> _TASK INSTRUCTIONS_:
1. Set down, word for word, everything in the comment thread on web accessibility from "Oddly when people" down to "not even hard!".
2. Take the comment thread on web accessibility further, picking up right after its last sentence.

> _TEXT BLOCK_:
____
Re:How do blind people access a website? (Score:4, Informative)
The W3C has a whole initiative [w3.org] explaining how blind people access websites and how websites may be designed to facilitate that access.
Oddly when people research how to build a standards-compliant website [w3.org] they hit the HTML, Javascript, Graphics, and A/V standards but stop short of the "Accessibility" standards that explain all of this in great detail.
You don't even need them. (Score:3)
ANY *correctly* written HTML page is presentation agnostic and works for any and all kinds of presentation. Visual, audio, screen reader, parsing bot, you name it.
It's not even hard!
1. Write your document in plain text.
2. Use tags to mark up which bits are what, semantically. (E.g. "This is the title. This is a list." etc.) This also adds structure. Use CSS classes/ids where HTML is lacking, but try to avoid.
3. NOW write your CSS an start thinking about how it should look or sound. (Yes, CSS has audio prope
What a disaster.... (Score:5, Insightful)
There are no legal guidelines for what constitutes an ADA compliant website or online service.
____
> _ITEMS_:
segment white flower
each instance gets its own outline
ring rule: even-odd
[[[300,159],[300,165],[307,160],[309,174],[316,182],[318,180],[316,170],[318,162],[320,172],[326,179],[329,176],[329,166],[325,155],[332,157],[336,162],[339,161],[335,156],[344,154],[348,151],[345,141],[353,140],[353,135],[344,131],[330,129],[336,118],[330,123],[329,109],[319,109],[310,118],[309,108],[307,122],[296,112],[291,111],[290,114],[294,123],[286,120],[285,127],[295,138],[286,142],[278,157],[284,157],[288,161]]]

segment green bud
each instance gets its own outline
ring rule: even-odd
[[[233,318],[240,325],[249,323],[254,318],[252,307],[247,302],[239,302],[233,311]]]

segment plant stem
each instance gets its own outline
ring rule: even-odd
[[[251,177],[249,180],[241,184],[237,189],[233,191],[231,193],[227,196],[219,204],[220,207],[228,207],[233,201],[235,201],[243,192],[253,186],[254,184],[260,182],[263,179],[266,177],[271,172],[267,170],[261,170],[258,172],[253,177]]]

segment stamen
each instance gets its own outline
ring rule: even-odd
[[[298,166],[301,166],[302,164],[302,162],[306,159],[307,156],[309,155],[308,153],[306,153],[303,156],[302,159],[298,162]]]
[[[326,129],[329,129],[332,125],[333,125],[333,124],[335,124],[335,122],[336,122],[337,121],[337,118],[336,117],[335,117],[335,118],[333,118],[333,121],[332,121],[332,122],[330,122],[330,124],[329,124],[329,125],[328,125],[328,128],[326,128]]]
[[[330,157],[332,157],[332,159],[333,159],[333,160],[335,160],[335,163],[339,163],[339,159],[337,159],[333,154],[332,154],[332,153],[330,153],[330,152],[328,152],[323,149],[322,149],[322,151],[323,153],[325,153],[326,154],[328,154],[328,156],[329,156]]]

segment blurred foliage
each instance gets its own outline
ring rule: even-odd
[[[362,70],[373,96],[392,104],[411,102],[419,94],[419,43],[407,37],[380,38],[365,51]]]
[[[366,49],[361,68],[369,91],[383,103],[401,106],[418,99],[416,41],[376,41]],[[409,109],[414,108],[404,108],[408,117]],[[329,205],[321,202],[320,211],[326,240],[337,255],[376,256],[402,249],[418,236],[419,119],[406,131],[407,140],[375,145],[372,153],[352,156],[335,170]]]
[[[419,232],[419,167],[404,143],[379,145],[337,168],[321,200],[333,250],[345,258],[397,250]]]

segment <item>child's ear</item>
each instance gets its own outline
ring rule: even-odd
____
> _ANSWER SET_:
1.
Oddly when people research how to build a standards-compliant website [w3.org] they hit the HTML, Javascript, Graphics, and A/V standards but stop short of the "Accessibility" standards that explain all of this in great detail.
You don't even need them. (Score:3)
ANY *correctly* written HTML page is presentation agnostic and works for any and all kinds of presentation. Visual, audio, screen reader, parsing bot, you name it.
It's not even hard!

2.
The Supreme Court should have taken this case and forced congress to write some laws that extend ADA to the online world, instead we are now stuck applying handicap access ramps to websites.
This makes no sense and will allow parasite lawyers to continue to shakedown people and companies who create actual wealth.
https://www.latimes.com/busine... [latimes.com]
FTA
"No formal government standards exist for private businesses to follow to ensure their websites comply with the ADA, although a consortium of web innovators has created guidelines, known as the Web Content Accessibility Guidelines, to make websites more accessible to disabled people. Government websites already follow those guidelines, but private business websites, which are typically loaded with images and video, tend to be more difficult to overhaul to meet the guidelines, experts say."
There are disabled people and lawyers that have nothing better to do all day than collaborate and sue people A-Z.
Only in America.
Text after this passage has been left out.